→ **Source passage**:
Everyone lost someone. All of the people that I treated in the clinic also lost their homes. It's hard to wrap your brain and your heart around devastation on such a large scale. 
Our clinic was rough... Bare bones medical. You had to be creative and flexible to attempt to treat what came before you. Babies not eating because both their parents are dead. Everyone has a headache and a stomachache. Baby fingers that are black with gangrene and need to be removed. A strangulated hernia that needed surgery after a son lifted a cement wall off his mom only to find that she was already gone. New accidents, as a motorcycle driver gawks at the rubble and runs into a pedestrian. A little boy with an open head injury, grey matter peeking out, after he gets hit with a pick ax that was being used to dig bodies out of the rubble. 
We worked in an outdoor clinic, with tarps set up to catch mangoes and coconuts that fell with the aftershocks, attempting to not create more patients. Patients lined up by the hundreds every morning to be treated. Every morning, I had to scramble to get a small bucket of water to be able to splint fractures. Every morning, it was a quest to find a little bit of clean water to wash out wounds.

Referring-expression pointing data
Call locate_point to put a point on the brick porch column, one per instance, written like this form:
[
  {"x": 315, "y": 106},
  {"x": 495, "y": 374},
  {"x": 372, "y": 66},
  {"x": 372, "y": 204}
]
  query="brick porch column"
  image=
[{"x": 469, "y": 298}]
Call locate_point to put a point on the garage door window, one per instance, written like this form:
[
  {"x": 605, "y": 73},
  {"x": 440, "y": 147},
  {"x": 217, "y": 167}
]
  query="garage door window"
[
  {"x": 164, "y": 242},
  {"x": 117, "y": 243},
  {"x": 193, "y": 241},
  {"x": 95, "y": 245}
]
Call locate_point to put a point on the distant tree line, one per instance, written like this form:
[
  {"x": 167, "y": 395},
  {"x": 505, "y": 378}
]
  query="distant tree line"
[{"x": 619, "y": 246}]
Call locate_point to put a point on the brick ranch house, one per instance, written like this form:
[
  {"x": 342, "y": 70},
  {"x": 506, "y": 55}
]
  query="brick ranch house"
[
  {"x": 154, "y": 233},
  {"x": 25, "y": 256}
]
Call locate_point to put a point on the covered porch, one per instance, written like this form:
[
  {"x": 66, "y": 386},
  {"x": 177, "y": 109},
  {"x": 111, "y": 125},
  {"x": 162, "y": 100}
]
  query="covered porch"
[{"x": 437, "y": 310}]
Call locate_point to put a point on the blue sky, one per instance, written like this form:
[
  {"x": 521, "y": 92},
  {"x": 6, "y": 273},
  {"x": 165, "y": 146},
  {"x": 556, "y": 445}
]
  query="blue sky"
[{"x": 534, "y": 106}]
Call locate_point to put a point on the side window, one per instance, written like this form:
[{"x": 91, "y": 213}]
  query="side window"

→ **Exercise tasks**:
1. Summarize the clinic passage in two sentences.
2. Set down the part of the clinic passage starting with "Everyone lost someone." and going on through "of the rubble.".
3. List each patient case that the clinic passage describes after the words "what came before you" and up to the words "dig bodies out of the rubble."
The records come from a different source than the clinic passage.

→ **Answers by task**:
1. Everyone the narrator treated at the clinic had lost someone and also their home, and the clinic was a bare-bones outdoor operation that demanded creativity and flexibility. Patients came with problems ranging from gangrenous baby fingers to an open head injury, hundreds lined up every morning, and each morning brought a scramble for a little water to splint fractures and clean wounds.

2.
Everyone lost someone. All of the people that I treated in the clinic also lost their homes. It's hard to wrap your brain and your heart around devastation on such a large scale. 
Our clinic was rough... Bare bones medical. You had to be creative and flexible to attempt to treat what came before you. Babies not eating because both their parents are dead. Everyone has a headache and a stomachache. Baby fingers that are black with gangrene and need to be removed. A strangulated hernia that needed surgery after a son lifted a cement wall off his mom only to find that she was already gone. New accidents, as a motorcycle driver gawks at the rubble and runs into a pedestrian. A little boy with an open head injury, grey matter peeking out, after he gets hit with a pick ax that was being used to dig bodies out of the rubble.

3.
- Babies not eating because both their parents are dead
- Everyone having a headache and a stomachache
- Baby fingers black with gangrene that need to be removed
- A strangulated hernia needing surgery after a son lifted a cement wall off his mother
- New accidents, such as a motorcycle driver gawking at the rubble and running into a pedestrian
- A little boy with an open head injury after being hit with a pick ax used to dig bodies out of the rubble